# Stated problem
Reproduce every one of the following lines word for word, keeping their order.

---

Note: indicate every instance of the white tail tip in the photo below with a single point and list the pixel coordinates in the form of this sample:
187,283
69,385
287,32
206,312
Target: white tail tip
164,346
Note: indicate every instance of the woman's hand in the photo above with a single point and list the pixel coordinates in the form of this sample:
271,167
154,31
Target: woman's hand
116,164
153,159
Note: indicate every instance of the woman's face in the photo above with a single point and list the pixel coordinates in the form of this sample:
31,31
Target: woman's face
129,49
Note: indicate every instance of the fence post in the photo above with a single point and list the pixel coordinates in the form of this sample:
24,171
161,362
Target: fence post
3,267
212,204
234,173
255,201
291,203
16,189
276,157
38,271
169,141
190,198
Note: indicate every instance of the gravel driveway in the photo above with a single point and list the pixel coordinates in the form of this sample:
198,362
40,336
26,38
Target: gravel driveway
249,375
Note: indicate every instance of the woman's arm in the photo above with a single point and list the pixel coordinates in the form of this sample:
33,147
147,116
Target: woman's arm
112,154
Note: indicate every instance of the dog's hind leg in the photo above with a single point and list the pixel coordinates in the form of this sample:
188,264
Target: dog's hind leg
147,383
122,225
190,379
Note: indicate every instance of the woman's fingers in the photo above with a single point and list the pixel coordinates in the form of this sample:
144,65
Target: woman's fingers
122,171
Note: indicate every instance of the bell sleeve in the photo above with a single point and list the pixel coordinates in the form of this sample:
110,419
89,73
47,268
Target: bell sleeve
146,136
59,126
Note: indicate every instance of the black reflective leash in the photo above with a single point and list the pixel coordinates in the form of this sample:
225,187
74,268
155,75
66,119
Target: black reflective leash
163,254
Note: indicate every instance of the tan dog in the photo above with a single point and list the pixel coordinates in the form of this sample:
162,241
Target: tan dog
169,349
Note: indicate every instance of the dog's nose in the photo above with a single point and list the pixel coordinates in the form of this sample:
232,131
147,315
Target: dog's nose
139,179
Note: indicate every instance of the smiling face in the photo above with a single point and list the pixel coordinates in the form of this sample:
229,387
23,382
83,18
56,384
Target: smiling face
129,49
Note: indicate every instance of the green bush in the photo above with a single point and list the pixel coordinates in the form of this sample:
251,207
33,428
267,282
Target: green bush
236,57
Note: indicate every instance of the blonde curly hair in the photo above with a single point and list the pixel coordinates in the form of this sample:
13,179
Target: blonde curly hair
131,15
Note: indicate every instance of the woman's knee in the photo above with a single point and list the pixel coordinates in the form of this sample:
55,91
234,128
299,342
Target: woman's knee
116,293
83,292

---

# Written solution
Note: indicate every instance of the white tail tip in the photo below with a single point and list the pixel coordinates in the form of this sample:
187,283
69,385
287,32
206,312
Target: white tail tip
164,346
Note: indicate every instance of the woman's hand in the photo above with a single point and list the pixel coordinates in the form of this sample:
271,167
154,31
Target: woman's hand
116,164
153,159
Note: indicate every instance of the woman's face in the photo above with a single point and list the pixel coordinates in the form of this sample:
31,31
Target: woman's face
129,49
Note: indicate every instance of the fence post in the photo above with a single point and list the pixel coordinates in the form of this sample:
24,171
161,362
Target: fence post
3,267
212,204
234,173
255,201
291,203
16,189
276,157
38,271
169,141
190,198
Note: indicate every instance of the gravel driveway in the photo above with a single point and list the pixel coordinates in the form of this sample:
198,362
40,336
26,38
Target: gravel driveway
249,375
Note: indicate every instance of the woman's arm in the photo above with a single point and list the pixel coordinates in the form of this sample:
33,147
147,116
Target: woman's arm
112,154
Note: indicate every instance of the dog's hind leg in the photo above with a single point and list the pixel coordinates in the form of this sample:
188,264
Target: dog's hind leg
147,383
122,225
190,379
Note: indicate every instance of the woman's fingers in the photo above with a single point and list the pixel coordinates in the form of this sample:
144,65
Target: woman's fingers
122,171
Note: indicate every instance of the bell sleeve in the photo above with a single point and list the pixel coordinates in the form of this sample:
110,419
89,73
47,268
Target: bell sleeve
146,136
59,126
Note: indicate every instance of the black reflective leash in the photo above with a single point and list the pixel coordinates in the form of this sample:
225,187
74,268
155,75
66,119
Target: black reflective leash
163,254
Note: indicate every instance of the tan dog in the photo above with a single point and list the pixel coordinates in the form of this sample:
162,241
Target: tan dog
169,349
Note: indicate every instance of the dog's nose in the photo above with a single point and list the pixel coordinates in the form of this sample:
232,131
147,315
Target: dog's nose
139,179
Note: indicate every instance of the smiling face in the photo above with a single point and list the pixel coordinates in the form of this sample:
229,387
23,382
83,18
56,384
Target: smiling face
129,49
Note: indicate every instance of the green bush in the photo above with a single point and list the pixel coordinates in the form of this sample:
251,207
33,428
267,282
Target: green bush
236,57
Note: indicate every instance of the blonde curly hair in the photo above with a single point and list the pixel coordinates in the form of this sample:
13,179
Target: blonde curly hair
131,15
Note: indicate every instance of the woman's knee in the photo above with a single point and list the pixel coordinates in the form of this sample:
55,91
234,128
299,342
Target: woman's knee
116,293
83,292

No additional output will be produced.